==== TEXT PASSAGE

A woman brought her partner back from the dead by giving him CPR – despite not being fully trained in how to perform the life-saving technique.
Carrie Henehan found Mike McNally collapsed and without a heartbeat in their Kirkton home on Saturday May 15 after he returned from a run.
The 47-year-old was “clinically dead” before Carrie carried out compressions non-stop for eight minutes – breaking three of his ribs in the process.
Following five days in intensive care, Mike is now resting at home with his recovery being described as a “miracle”.
And although she managed to keep oxygen flowing to the brain, Carrie said she had no idea how to perform CPR but was talked through the procedure on the phone by ambulance staff.
Carrie, 42, said: “Basically he went out for a run on the Saturday and came back as normal, cracking jokes.
“He went to jump into the shower and I just heard a thud. It didn’t really sound like Mike collapsing but I found him in the hall outside the bedroom.
“I phoned an ambulance and started doing CPR. I kept everything flowing, doing CPR for about eight minutes.
“I didn’t actually know CPR and never in my life did I think I would have to do it.
“I always thought if I was ever in this position I would freeze but I knew I had to do what I could to save him.”
Mike, a health care assistant at Perth Royal Infirmary, had suffered a blood clot which triggered a heart attack, causing a cardiac arrest, despite previously showing no signs of illness.
Cardiac arrest occurs when the heart is suddenly unable to pump blood to the brain, lungs and other organs, causing the person to lose consciousness and their pulse.
Carrie described the “nightmare” of waiting to see if Mike had suffered any significant damage to the brain.
She added: “He was in intensive care for five days but they got him out. The doctors and nurses honestly can’t believe it. The word ‘miracle’ has been talked about.

========
==== SOURCE INFORMATION

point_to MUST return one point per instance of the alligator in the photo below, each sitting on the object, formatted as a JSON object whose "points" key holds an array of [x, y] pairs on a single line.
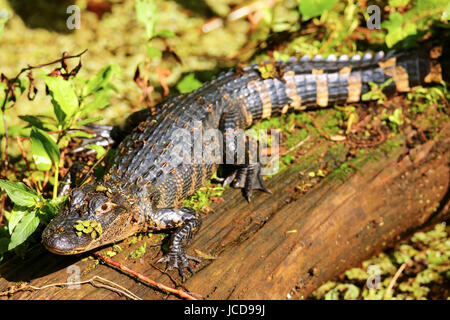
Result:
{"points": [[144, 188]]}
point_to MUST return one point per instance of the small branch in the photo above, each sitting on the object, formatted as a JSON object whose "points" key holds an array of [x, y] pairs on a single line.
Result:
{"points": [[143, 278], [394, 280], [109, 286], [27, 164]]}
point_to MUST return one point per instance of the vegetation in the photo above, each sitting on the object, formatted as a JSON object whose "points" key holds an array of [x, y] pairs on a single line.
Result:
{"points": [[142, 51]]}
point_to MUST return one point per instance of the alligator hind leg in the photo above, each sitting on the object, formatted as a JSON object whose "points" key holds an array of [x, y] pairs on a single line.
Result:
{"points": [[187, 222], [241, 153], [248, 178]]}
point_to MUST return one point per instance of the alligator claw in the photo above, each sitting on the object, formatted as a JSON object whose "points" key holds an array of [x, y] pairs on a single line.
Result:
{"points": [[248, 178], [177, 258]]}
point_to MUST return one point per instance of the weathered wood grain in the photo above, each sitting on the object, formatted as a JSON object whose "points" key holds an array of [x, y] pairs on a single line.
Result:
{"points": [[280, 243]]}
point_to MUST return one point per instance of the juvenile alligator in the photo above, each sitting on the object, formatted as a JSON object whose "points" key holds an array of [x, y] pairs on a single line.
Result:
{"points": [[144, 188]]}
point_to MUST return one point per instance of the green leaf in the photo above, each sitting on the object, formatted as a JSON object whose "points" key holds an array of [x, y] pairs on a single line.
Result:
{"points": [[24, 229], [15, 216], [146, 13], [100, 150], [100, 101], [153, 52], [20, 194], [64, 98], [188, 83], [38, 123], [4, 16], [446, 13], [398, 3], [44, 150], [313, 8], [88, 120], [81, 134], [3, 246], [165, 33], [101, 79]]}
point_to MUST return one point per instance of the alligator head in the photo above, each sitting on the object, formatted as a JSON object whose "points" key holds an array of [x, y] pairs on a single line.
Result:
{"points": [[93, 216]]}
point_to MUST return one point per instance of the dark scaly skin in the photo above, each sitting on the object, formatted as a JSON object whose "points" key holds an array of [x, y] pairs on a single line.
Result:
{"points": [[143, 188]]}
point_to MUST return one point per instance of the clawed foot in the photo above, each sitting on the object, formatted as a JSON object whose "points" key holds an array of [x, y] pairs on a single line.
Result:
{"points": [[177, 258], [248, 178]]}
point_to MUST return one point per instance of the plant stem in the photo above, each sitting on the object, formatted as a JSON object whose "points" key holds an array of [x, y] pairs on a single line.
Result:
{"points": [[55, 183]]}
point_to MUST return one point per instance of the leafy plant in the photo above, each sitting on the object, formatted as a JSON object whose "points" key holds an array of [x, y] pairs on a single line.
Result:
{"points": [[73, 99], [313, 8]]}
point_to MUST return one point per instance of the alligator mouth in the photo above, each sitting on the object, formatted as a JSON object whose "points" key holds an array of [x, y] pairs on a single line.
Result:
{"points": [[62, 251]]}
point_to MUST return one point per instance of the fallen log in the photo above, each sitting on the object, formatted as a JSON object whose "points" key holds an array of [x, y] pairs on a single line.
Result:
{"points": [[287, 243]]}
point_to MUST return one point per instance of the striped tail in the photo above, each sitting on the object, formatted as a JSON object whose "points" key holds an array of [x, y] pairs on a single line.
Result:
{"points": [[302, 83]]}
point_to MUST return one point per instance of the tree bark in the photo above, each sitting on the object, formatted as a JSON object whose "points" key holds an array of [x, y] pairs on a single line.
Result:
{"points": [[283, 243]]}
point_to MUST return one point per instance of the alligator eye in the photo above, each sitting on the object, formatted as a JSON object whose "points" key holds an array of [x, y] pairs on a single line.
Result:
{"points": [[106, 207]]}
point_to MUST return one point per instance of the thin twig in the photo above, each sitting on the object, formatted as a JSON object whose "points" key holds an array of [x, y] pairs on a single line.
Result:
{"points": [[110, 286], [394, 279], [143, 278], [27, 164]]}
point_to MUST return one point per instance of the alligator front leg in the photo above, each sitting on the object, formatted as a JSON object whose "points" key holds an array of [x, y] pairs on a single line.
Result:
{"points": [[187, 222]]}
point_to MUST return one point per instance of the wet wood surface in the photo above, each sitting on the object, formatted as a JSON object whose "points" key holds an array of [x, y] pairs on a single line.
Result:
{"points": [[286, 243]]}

========
==== SOURCE INFORMATION

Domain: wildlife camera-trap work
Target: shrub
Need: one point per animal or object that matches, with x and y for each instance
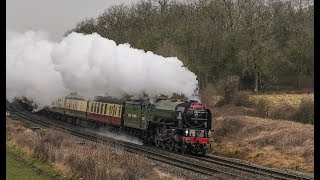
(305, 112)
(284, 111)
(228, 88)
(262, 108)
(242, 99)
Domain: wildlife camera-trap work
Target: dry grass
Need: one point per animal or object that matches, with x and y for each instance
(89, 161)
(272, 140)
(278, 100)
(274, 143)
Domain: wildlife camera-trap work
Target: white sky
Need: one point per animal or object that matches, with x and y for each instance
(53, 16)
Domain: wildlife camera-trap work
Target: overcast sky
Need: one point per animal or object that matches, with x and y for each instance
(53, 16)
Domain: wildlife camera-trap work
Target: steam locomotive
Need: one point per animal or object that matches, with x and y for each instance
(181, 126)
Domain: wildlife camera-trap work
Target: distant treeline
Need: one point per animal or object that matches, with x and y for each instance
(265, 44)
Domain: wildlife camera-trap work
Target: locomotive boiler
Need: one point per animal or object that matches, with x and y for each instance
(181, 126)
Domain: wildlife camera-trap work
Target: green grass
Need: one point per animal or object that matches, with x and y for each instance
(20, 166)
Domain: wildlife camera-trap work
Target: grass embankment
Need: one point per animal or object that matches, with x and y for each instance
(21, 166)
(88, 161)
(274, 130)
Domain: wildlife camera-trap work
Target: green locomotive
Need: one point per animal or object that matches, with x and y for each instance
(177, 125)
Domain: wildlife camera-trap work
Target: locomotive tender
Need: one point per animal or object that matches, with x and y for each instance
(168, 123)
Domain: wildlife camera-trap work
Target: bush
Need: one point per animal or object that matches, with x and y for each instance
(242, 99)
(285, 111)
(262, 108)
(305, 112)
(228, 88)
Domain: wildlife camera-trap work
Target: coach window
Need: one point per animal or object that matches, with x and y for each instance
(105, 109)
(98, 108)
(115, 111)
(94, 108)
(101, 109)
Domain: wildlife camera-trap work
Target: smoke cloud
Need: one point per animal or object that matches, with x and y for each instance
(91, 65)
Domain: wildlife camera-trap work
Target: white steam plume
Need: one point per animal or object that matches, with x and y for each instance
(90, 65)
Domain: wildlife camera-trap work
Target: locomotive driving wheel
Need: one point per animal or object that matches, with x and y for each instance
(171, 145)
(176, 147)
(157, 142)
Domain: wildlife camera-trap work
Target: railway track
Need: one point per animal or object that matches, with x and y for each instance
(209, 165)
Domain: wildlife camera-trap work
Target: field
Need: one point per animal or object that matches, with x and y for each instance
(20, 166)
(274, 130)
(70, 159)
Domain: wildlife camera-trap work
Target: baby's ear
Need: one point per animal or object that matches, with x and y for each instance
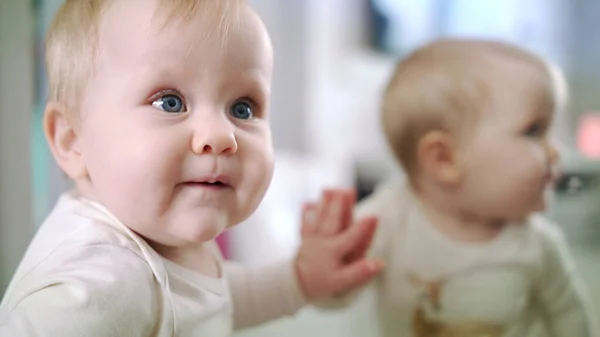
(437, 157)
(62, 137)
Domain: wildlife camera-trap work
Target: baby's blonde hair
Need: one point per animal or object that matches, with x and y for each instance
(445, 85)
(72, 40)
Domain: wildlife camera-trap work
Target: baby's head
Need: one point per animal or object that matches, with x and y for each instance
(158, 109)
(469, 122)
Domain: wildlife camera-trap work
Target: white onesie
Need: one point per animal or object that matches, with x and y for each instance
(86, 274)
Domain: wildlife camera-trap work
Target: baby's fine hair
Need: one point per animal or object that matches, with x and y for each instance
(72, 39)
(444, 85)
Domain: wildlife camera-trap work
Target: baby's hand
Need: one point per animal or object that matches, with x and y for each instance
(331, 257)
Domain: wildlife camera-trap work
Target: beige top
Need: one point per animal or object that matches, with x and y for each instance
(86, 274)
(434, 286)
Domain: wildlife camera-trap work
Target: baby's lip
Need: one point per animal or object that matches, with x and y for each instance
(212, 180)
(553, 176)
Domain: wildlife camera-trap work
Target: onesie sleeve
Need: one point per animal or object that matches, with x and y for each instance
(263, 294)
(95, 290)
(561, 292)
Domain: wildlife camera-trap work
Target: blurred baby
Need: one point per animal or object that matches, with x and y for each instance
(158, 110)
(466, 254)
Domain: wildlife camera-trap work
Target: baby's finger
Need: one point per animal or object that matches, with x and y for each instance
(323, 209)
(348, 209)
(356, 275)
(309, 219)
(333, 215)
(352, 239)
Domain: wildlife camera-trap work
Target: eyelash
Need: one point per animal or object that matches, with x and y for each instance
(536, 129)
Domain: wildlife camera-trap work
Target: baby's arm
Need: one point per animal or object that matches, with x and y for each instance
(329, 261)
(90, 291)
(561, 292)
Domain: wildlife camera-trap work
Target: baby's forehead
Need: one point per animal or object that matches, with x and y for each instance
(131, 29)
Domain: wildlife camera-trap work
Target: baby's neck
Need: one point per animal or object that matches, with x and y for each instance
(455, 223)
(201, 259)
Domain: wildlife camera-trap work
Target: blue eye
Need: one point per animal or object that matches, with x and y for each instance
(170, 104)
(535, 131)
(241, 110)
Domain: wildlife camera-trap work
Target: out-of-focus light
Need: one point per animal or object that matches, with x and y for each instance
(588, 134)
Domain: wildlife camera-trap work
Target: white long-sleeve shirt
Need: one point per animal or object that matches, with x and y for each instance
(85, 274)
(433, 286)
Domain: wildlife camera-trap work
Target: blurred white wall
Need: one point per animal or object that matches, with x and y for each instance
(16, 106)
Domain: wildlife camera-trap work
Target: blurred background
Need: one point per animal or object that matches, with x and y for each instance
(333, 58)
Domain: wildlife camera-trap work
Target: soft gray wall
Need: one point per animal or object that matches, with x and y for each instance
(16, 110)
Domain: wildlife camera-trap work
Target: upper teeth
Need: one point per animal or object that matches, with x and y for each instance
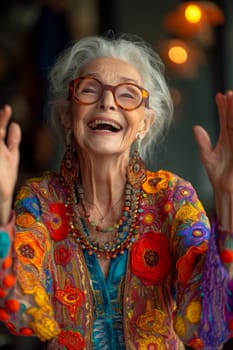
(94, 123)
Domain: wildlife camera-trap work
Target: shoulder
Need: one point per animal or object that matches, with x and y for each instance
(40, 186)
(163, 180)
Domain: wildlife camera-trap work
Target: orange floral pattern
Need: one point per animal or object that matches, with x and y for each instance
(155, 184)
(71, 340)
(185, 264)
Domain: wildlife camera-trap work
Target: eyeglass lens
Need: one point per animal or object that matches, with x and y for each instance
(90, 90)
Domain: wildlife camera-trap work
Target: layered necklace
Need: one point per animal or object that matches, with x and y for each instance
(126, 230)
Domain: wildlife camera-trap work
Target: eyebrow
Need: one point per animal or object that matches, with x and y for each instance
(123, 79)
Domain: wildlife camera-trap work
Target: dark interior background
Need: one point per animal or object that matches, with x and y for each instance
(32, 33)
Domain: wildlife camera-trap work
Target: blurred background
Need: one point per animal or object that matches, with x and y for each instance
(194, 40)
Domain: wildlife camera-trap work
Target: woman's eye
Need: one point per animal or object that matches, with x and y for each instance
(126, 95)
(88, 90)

========

— WORK ORDER —
Summarize the text about the CPR rescue in two sentences. The records are separate material, unrelated to the text about the CPR rescue.

— RESPONSE FOR THIS EXERCISE —
Carrie Henehan, who did not know CPR, performed compressions for about eight minutes on her partner Mike McNally after he collapsed without a heartbeat at their Kirkton home, with ambulance staff talking her through the procedure on the phone. Mike had suffered a blood clot that triggered a heart attack and cardiac arrest, and after five days in intensive care he is now resting at home, with his recovery described as a "miracle."